**DIRECTIONS FOR THIS TASK:** In the text on safe spaces below, which show is said to address themes of neurodiversity and colour quite well?

What Is A Safe Space And How Do You Create It?


Thursday, 6.44pm

Sheffield, U.K.

The purpose of anthropology is to make the world safe for human differences. – Ruth Benedict

I’ve been thinking about differences for some time now. It’s probably because of the media. The choices I’m making about what to watch are conditioned by what appears and there is clearly a shift in content that’s on offer. Take “The Good Doctor” which addresses themes of neurodiversity and colour really quite well.

When you start being aware of differences you also think about how you can create a situation where they don’t matter or don’t make a difference. The characteristics people have, whether protected or not, may impact their observable behaviour and interactions with each other. From a systems point of view these interactions overlaid with activities create the day-to-day experience we have. If that experience isn’t working how do we approach the problem – what can we do to have an informed discussion about what’s going on and what can be done?

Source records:

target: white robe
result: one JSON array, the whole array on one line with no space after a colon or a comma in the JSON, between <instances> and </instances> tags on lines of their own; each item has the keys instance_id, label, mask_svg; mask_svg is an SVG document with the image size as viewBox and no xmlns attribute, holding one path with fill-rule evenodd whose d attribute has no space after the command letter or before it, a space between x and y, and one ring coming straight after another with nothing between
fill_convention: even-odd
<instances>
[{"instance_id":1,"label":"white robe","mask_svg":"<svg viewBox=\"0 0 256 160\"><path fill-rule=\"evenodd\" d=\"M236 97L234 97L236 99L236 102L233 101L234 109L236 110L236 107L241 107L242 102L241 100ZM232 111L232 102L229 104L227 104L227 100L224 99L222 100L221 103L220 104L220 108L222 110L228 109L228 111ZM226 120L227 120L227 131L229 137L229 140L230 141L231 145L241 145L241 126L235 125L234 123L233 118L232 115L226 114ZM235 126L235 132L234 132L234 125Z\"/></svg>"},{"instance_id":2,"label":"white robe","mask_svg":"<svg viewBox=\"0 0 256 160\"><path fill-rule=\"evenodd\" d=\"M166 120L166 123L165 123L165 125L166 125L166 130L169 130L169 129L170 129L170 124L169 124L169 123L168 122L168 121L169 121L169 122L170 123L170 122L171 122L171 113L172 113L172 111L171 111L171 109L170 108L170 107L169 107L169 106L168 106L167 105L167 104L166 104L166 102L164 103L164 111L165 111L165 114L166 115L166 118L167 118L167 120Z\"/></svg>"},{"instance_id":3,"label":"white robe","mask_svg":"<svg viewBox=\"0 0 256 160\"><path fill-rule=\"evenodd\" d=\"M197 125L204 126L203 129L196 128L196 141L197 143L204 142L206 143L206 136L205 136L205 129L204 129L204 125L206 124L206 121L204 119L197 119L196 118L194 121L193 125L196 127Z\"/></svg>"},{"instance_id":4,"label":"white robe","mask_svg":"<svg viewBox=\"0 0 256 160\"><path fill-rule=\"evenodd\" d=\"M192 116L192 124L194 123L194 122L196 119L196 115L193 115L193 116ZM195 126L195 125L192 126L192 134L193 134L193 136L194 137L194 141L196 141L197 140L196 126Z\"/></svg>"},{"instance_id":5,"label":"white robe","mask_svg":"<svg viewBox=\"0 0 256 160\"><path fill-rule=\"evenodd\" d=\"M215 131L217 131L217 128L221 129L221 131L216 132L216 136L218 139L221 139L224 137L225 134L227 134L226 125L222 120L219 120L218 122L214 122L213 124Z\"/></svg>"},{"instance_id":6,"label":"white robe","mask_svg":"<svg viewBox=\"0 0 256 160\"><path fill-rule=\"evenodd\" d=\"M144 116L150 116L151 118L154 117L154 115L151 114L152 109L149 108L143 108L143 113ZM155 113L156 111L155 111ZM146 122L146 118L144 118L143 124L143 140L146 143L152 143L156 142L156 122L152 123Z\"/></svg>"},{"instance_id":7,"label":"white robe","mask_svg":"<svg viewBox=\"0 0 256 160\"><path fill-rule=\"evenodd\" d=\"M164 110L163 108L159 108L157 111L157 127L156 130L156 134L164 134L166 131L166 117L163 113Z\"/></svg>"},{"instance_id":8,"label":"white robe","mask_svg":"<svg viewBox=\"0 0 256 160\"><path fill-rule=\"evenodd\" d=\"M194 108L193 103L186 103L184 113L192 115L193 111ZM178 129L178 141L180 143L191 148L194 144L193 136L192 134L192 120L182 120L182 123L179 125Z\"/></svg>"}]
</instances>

**TASK RESPONSE:** "The Good Doctor"